----- Given data

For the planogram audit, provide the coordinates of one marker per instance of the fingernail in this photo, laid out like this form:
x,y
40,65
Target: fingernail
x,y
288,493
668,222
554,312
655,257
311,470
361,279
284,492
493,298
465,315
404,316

----------

What you will do: Please copy every line of the records above without changing anything.

Finished answer:
For the planogram audit, provide the coordinates of one marker per instance of the fingernail in this photo, laid out like this form:
x,y
40,65
Target: fingernail
x,y
288,493
668,222
554,312
655,257
311,470
361,279
284,492
493,298
465,315
404,316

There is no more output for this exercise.